>> Begin

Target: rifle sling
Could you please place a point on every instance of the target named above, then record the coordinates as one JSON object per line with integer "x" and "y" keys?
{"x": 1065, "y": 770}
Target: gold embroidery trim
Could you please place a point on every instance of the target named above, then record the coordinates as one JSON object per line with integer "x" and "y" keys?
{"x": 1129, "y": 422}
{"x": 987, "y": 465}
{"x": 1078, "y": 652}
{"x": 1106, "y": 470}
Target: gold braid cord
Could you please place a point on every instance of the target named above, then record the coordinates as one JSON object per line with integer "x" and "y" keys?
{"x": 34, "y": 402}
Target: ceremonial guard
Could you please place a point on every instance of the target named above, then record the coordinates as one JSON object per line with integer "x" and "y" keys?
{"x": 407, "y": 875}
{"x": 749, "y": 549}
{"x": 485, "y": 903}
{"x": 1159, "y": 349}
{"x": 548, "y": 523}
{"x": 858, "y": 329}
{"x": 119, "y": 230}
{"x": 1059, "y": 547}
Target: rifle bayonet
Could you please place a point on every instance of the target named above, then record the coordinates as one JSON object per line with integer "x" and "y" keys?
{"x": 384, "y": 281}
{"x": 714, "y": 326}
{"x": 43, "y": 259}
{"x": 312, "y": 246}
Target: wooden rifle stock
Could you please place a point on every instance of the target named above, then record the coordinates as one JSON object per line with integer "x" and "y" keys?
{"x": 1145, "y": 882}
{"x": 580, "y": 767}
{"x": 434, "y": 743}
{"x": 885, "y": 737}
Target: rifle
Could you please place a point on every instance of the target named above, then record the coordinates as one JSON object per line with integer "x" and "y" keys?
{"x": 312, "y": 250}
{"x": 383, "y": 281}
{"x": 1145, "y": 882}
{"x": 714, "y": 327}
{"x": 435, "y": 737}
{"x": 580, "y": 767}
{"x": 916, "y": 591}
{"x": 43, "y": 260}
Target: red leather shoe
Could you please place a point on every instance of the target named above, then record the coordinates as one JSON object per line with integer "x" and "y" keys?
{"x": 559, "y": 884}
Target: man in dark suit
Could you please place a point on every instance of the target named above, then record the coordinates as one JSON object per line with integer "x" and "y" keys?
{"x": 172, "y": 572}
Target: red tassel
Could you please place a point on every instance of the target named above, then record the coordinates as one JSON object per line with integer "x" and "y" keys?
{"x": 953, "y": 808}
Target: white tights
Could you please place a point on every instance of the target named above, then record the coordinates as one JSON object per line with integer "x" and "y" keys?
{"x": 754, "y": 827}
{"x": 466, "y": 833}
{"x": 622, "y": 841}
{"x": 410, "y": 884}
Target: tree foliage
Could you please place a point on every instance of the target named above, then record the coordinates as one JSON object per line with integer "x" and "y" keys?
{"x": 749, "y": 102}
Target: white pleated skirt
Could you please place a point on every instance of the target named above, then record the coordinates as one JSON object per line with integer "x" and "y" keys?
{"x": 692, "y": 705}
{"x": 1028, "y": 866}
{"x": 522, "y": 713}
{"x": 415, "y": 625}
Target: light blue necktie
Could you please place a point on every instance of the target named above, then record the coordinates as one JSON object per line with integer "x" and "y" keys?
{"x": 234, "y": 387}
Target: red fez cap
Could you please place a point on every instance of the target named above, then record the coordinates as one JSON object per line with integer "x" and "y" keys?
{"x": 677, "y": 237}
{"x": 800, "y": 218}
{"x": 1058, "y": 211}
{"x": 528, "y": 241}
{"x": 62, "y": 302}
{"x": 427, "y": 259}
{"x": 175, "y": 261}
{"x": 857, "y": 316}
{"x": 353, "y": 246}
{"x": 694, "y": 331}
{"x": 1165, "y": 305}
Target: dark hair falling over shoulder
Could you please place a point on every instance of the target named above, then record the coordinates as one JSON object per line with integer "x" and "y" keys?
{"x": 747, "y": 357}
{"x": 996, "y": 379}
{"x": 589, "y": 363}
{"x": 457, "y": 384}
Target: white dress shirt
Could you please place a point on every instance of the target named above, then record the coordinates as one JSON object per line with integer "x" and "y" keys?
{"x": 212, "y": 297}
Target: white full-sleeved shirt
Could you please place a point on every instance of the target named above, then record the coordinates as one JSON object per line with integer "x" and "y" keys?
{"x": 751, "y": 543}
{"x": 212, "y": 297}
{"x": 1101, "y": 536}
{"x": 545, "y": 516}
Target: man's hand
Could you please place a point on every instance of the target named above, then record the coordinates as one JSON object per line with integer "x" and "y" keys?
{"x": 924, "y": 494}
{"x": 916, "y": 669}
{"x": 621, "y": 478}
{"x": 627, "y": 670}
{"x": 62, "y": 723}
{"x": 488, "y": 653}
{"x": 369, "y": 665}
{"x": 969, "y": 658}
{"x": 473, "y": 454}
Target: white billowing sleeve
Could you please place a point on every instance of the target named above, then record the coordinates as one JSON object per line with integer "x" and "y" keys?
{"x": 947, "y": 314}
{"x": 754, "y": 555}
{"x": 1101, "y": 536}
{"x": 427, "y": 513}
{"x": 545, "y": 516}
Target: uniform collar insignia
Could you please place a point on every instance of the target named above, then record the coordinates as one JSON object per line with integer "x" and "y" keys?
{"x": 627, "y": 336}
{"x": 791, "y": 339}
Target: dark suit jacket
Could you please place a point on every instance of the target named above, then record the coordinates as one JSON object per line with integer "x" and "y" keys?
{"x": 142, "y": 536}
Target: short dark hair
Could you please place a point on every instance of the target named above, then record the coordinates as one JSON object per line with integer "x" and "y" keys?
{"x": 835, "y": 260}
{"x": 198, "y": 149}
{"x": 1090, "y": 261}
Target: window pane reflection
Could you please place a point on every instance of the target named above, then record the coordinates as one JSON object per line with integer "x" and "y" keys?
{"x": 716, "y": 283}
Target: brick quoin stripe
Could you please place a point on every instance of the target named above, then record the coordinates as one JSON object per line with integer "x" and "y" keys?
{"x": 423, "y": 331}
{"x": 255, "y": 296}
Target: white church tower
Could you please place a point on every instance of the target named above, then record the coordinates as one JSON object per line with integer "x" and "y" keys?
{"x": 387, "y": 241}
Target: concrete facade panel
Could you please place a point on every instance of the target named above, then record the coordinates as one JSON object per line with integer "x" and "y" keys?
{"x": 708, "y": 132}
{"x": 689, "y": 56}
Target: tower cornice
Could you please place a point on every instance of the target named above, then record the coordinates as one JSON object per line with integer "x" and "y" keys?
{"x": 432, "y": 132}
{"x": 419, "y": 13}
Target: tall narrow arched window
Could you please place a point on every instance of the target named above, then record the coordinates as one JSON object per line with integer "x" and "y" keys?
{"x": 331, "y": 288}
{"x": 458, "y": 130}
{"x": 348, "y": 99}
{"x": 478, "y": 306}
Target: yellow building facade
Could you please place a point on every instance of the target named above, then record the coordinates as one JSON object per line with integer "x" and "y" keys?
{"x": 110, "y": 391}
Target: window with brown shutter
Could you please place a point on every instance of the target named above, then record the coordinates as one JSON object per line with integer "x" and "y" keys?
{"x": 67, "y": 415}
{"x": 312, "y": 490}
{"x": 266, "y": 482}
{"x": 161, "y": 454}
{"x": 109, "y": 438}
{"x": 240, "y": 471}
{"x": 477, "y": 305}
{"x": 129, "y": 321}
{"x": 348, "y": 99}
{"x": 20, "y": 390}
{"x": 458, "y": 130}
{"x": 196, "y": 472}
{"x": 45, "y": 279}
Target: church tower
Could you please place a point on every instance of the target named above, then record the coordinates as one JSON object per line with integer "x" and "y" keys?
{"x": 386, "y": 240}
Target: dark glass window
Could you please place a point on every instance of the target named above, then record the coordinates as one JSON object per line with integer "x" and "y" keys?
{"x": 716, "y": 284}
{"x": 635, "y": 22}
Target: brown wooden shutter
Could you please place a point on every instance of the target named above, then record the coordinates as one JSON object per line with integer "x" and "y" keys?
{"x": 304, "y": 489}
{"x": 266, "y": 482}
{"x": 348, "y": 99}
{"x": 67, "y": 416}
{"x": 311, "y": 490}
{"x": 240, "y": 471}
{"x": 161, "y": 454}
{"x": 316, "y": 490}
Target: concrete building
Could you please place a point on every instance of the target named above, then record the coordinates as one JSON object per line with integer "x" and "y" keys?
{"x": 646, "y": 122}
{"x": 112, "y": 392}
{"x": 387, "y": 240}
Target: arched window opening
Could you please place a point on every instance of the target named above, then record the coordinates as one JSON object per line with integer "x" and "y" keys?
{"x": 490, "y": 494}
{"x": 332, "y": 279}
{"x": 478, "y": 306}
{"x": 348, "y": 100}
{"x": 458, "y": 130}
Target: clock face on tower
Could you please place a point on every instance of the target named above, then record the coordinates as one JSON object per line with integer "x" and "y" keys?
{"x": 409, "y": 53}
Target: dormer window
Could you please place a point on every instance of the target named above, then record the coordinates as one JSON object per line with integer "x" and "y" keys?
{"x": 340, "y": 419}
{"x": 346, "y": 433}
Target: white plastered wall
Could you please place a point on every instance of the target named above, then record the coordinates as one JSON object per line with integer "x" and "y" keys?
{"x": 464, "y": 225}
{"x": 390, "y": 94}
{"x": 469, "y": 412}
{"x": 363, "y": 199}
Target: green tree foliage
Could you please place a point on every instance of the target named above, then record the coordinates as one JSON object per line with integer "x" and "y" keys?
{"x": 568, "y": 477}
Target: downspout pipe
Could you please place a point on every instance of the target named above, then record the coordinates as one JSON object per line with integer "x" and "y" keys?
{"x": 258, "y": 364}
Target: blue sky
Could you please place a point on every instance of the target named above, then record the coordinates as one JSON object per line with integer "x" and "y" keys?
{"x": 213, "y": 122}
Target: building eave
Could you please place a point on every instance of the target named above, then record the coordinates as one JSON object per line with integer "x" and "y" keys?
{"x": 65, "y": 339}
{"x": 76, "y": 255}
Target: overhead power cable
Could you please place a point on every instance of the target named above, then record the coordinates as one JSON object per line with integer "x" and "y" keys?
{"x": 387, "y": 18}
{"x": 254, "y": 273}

>> End

▶ _Request_
Put the material from the line containing "Target: building eave" through the end into a numbered list, leaving out any blank lines.

▶ _Solution for this problem_
1. Target: building eave
2. Could you please place a point on every instance of the target named above, then record the coordinates as one JSON object per line with integer "x" and "y" keys?
3. {"x": 65, "y": 339}
4. {"x": 76, "y": 255}
5. Target: overhead power cable
6. Could you please place a point on every instance of the target named above, then record the coordinates as one JSON object per line with integer "x" and "y" keys?
7. {"x": 387, "y": 18}
8. {"x": 254, "y": 273}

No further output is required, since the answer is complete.